(DESCRIPTION OF THE TASK):
The required output is all lines below that contain the word "canopy".

(RECORDS FOR THIS TASK):
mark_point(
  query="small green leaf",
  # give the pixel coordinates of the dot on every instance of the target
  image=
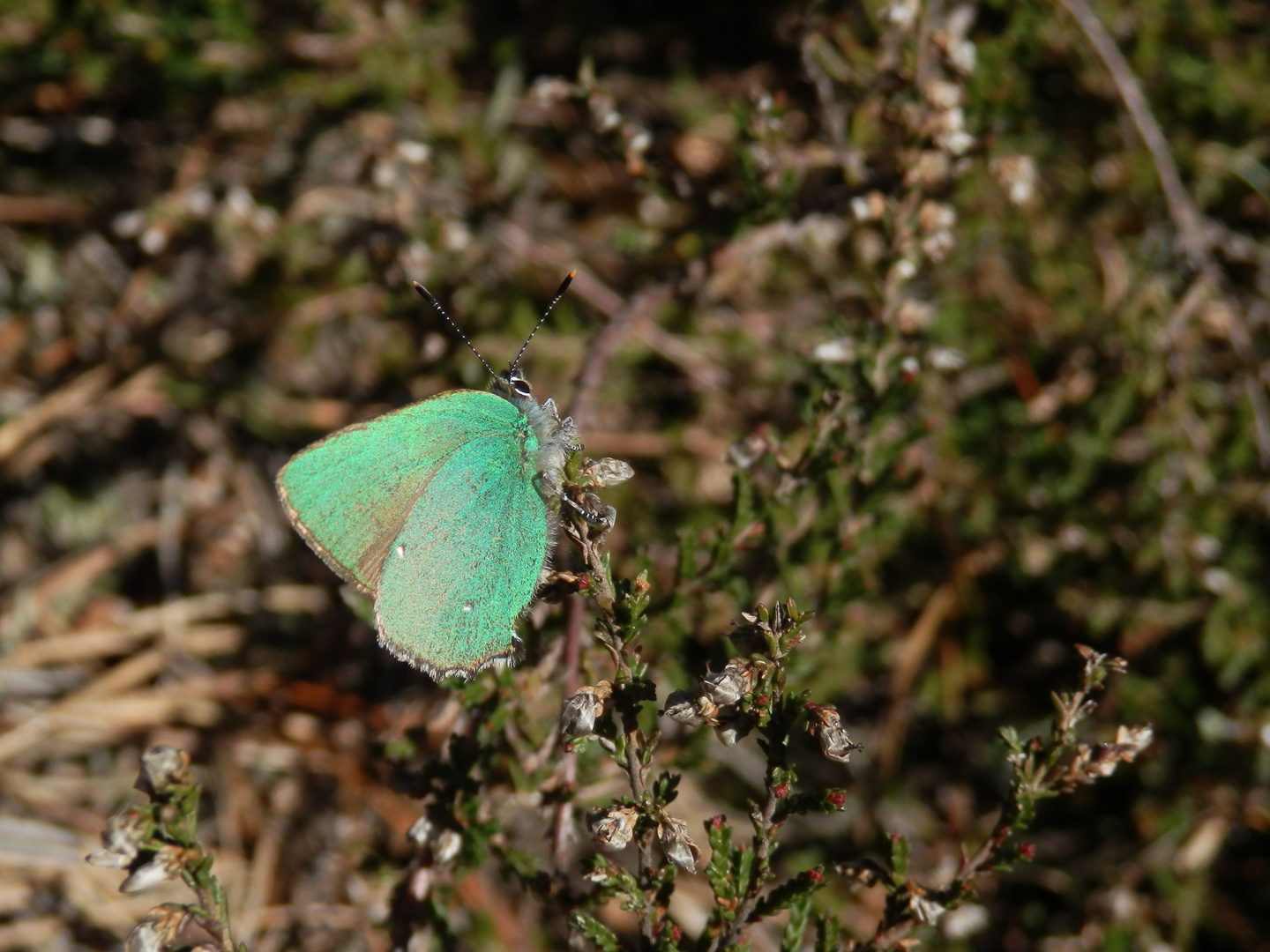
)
(898, 854)
(800, 913)
(596, 931)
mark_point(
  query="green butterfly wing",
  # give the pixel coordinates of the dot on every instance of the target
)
(446, 487)
(467, 562)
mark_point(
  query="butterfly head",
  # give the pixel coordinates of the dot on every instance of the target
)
(512, 385)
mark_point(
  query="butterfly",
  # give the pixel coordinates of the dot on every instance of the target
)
(444, 513)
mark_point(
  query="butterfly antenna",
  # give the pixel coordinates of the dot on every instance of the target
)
(435, 302)
(564, 286)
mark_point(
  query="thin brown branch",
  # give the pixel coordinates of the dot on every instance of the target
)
(1195, 234)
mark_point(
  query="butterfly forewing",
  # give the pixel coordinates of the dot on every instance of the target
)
(351, 494)
(467, 559)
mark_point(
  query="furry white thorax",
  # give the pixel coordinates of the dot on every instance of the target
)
(557, 438)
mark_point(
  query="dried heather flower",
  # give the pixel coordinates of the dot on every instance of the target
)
(122, 839)
(677, 844)
(165, 865)
(730, 684)
(422, 831)
(447, 845)
(612, 827)
(158, 931)
(733, 725)
(578, 714)
(691, 710)
(826, 726)
(606, 472)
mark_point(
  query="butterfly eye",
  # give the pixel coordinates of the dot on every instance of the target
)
(519, 385)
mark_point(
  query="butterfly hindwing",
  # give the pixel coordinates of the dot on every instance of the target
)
(349, 495)
(467, 559)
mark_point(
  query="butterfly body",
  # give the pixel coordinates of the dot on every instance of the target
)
(444, 512)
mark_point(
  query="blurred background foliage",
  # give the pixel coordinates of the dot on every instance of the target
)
(891, 316)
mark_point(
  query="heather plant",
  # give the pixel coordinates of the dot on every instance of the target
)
(935, 335)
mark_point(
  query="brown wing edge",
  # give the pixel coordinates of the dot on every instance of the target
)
(303, 531)
(511, 657)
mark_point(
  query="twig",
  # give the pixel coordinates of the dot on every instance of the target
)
(1195, 233)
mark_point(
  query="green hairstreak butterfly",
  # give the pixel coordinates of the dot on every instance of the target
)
(442, 512)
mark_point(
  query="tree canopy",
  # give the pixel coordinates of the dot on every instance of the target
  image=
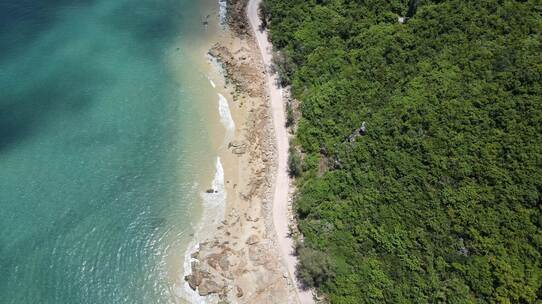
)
(440, 200)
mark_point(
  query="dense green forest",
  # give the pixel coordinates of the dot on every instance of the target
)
(439, 199)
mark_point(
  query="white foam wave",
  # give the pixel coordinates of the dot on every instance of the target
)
(225, 117)
(214, 203)
(222, 9)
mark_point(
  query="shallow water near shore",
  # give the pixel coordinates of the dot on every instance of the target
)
(105, 146)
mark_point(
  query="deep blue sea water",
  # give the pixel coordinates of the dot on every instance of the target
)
(100, 147)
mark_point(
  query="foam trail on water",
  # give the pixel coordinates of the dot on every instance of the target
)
(222, 8)
(225, 117)
(214, 204)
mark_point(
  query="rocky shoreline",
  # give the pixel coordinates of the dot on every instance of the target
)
(240, 263)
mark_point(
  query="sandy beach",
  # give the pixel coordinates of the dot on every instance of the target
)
(237, 259)
(248, 257)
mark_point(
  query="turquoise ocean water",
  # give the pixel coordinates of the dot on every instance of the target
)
(101, 146)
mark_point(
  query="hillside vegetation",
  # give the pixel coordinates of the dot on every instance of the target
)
(439, 200)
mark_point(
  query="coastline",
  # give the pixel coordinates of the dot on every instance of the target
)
(282, 213)
(236, 258)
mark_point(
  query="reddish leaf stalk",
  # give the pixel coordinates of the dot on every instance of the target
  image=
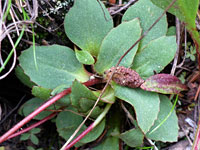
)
(92, 126)
(42, 108)
(196, 144)
(80, 136)
(32, 126)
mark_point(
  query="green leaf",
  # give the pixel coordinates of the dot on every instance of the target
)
(40, 92)
(35, 130)
(30, 148)
(116, 43)
(87, 23)
(147, 14)
(67, 123)
(133, 137)
(33, 104)
(25, 136)
(34, 139)
(155, 56)
(56, 65)
(84, 57)
(65, 101)
(146, 104)
(94, 133)
(168, 131)
(171, 31)
(23, 77)
(185, 10)
(163, 83)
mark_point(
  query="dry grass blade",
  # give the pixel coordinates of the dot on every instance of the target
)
(16, 25)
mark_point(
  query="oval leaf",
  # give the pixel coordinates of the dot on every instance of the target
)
(163, 83)
(56, 65)
(147, 12)
(116, 43)
(133, 137)
(155, 56)
(168, 131)
(185, 10)
(146, 104)
(40, 92)
(84, 57)
(87, 23)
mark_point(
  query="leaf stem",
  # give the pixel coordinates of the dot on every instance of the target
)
(165, 119)
(119, 61)
(42, 108)
(92, 126)
(32, 126)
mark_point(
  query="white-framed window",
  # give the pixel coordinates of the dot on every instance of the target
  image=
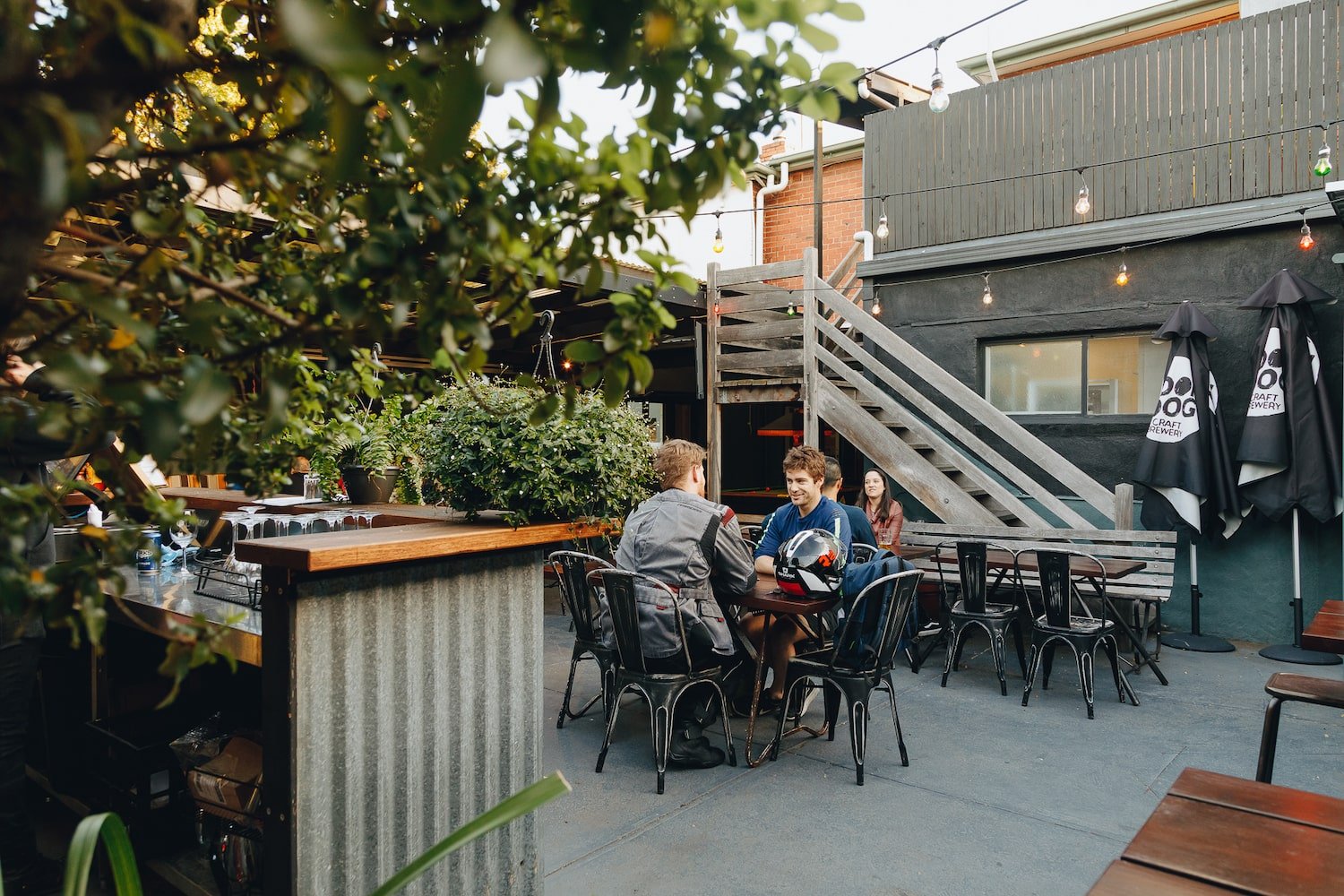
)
(1075, 375)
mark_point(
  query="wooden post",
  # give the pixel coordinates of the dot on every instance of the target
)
(811, 435)
(714, 414)
(1124, 506)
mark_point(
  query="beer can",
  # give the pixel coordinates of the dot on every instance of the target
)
(147, 555)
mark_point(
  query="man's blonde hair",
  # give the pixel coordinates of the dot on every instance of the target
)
(675, 460)
(804, 457)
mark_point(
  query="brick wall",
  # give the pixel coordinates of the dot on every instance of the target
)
(788, 215)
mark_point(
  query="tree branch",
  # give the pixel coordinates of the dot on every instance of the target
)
(195, 277)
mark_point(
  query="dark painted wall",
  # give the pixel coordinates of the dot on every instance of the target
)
(1247, 581)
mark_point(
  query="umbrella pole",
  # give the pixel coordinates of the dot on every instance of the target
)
(1295, 651)
(1193, 640)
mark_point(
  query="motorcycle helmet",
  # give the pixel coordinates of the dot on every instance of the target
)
(811, 564)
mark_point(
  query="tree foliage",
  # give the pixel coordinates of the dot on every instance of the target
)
(193, 194)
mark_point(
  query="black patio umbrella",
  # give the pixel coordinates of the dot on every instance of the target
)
(1185, 461)
(1289, 452)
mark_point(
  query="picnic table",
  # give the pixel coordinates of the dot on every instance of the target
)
(1214, 833)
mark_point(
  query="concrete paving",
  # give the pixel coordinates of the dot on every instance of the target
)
(997, 798)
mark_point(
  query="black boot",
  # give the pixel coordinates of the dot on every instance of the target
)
(693, 753)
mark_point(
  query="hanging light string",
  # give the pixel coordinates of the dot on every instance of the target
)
(1101, 253)
(1305, 241)
(868, 290)
(938, 42)
(1008, 177)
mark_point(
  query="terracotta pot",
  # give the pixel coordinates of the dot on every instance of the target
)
(370, 487)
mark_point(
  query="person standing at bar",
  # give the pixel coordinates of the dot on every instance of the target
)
(22, 462)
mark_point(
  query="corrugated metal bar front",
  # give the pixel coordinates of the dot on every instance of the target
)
(417, 705)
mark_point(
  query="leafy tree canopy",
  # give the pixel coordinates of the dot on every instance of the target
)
(191, 194)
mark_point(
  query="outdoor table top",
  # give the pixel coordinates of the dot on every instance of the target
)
(1214, 833)
(1116, 568)
(160, 599)
(768, 597)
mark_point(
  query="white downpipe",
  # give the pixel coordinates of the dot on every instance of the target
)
(769, 190)
(866, 238)
(866, 91)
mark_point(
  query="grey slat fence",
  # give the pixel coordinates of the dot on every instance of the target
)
(1180, 123)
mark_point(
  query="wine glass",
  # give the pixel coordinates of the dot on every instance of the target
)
(182, 533)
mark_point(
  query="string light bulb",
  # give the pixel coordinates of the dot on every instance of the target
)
(938, 99)
(1083, 203)
(1322, 159)
(1305, 241)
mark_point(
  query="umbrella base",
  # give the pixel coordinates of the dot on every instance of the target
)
(1196, 642)
(1288, 653)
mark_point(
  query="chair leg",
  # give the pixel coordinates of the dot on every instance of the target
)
(1269, 740)
(1021, 654)
(569, 689)
(953, 653)
(1085, 664)
(728, 731)
(1031, 670)
(831, 699)
(857, 737)
(1112, 653)
(895, 720)
(610, 727)
(996, 646)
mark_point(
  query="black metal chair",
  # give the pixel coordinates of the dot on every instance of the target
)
(975, 610)
(661, 689)
(572, 568)
(859, 662)
(863, 552)
(1061, 622)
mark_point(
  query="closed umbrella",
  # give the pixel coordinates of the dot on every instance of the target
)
(1289, 452)
(1185, 461)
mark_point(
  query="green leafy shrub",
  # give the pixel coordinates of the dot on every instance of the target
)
(488, 452)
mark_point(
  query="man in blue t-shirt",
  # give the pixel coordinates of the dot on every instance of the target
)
(804, 471)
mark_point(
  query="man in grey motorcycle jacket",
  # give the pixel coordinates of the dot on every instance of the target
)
(694, 546)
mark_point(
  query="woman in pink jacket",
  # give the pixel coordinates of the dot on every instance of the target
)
(883, 512)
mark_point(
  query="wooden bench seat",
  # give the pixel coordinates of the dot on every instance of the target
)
(1290, 686)
(1327, 629)
(1219, 834)
(1147, 589)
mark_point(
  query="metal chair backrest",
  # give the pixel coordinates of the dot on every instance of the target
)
(972, 570)
(572, 568)
(1058, 573)
(620, 587)
(873, 626)
(863, 552)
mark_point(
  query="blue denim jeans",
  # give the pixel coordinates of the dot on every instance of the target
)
(18, 673)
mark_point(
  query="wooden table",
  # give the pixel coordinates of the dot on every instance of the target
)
(1085, 568)
(769, 600)
(1217, 834)
(1327, 629)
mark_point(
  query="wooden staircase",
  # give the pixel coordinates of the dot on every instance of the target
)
(811, 340)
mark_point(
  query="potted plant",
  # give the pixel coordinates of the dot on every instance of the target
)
(487, 449)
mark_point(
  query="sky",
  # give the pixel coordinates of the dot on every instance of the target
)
(890, 29)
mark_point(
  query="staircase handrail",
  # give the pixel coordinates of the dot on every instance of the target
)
(968, 400)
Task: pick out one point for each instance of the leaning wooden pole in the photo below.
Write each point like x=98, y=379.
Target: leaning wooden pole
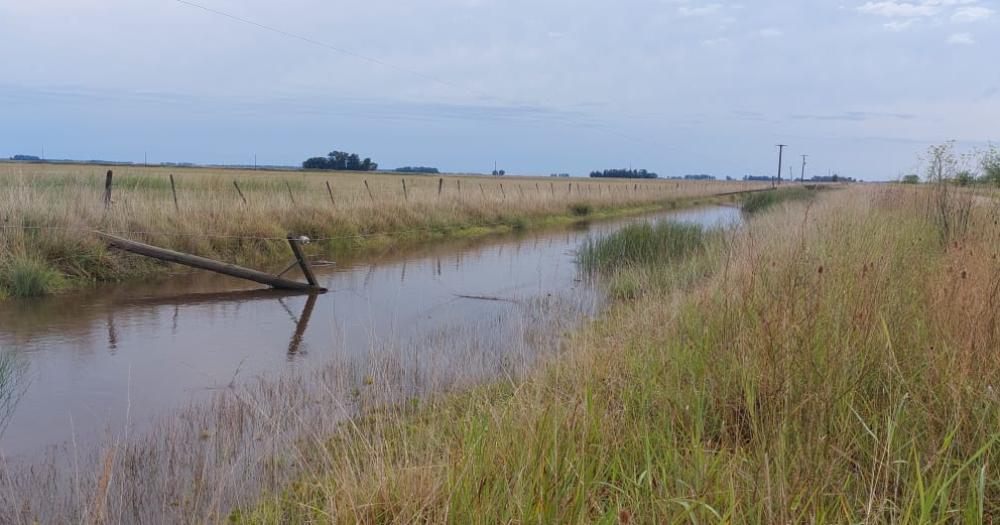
x=303, y=263
x=214, y=266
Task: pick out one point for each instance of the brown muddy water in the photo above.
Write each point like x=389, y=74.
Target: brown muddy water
x=106, y=362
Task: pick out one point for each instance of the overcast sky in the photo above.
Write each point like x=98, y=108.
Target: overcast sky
x=539, y=86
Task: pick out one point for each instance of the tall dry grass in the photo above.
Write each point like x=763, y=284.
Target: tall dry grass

(SOLUTION):
  query="tree canopy",
  query="leafy tree canopy",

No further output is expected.